Point annotation dataset records:
•••••
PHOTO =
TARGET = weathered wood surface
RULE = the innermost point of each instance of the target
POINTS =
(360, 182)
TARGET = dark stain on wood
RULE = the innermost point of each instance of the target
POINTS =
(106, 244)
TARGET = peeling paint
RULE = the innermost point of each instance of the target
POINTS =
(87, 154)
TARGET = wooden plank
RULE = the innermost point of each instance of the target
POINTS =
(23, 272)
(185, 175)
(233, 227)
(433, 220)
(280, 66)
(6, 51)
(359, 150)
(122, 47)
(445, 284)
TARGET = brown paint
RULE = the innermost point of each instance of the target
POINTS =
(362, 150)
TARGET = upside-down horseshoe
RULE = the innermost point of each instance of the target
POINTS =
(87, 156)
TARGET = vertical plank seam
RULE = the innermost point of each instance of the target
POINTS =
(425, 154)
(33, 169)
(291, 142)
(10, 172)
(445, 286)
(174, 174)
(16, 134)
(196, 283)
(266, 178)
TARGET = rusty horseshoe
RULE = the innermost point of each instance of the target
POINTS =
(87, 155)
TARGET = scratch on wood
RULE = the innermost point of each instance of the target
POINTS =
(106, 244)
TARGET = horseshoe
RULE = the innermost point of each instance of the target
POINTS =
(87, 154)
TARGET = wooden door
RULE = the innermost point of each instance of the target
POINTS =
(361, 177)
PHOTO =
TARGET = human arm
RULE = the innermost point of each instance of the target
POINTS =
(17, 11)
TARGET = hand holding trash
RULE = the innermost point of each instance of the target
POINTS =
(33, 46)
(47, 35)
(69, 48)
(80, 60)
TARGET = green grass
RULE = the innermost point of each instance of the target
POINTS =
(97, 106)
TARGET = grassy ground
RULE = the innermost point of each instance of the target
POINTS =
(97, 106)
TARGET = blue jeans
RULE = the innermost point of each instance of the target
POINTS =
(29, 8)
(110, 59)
•••••
Format the entries as a JSON list of strings, one string per line, from the line that contains "TARGET = rusty horseshoe" through the final line of the entries, both included. Leave out any blank lines.

Final result:
[
  "TARGET = rusty horseshoe",
  "RULE = the innermost point of each instance of the target",
  "POINTS =",
  "(87, 155)",
  "TARGET = scratch on wood",
  "RULE = the innermost point of each instance of the target",
  "POINTS =",
  "(106, 244)",
  "TARGET = horseshoe",
  "RULE = the innermost point of each instance of the target",
  "POINTS =",
  "(87, 154)",
  "TARGET = wooden door",
  "RULE = the innermost point of each instance of the target",
  "POINTS =",
  "(361, 177)",
  "PHOTO =",
  "TARGET = human arm",
  "RULE = the innermost point of each instance of the target",
  "POINTS =",
  "(17, 11)",
  "TARGET = hand holding trash",
  "RULE = the innermost point of each instance of the target",
  "POINTS =",
  "(33, 46)",
  "(47, 35)",
  "(69, 48)",
  "(80, 60)",
  "TARGET = green grass",
  "RULE = the innermost point of each instance of the target",
  "POINTS =",
  "(97, 106)",
  "TARGET = grassy ground",
  "RULE = the innermost point of each instance of the target",
  "POINTS =",
  "(97, 106)",
  "TARGET = blue jeans",
  "RULE = the innermost point of each instance of the target",
  "POINTS =",
  "(29, 8)",
  "(110, 59)"
]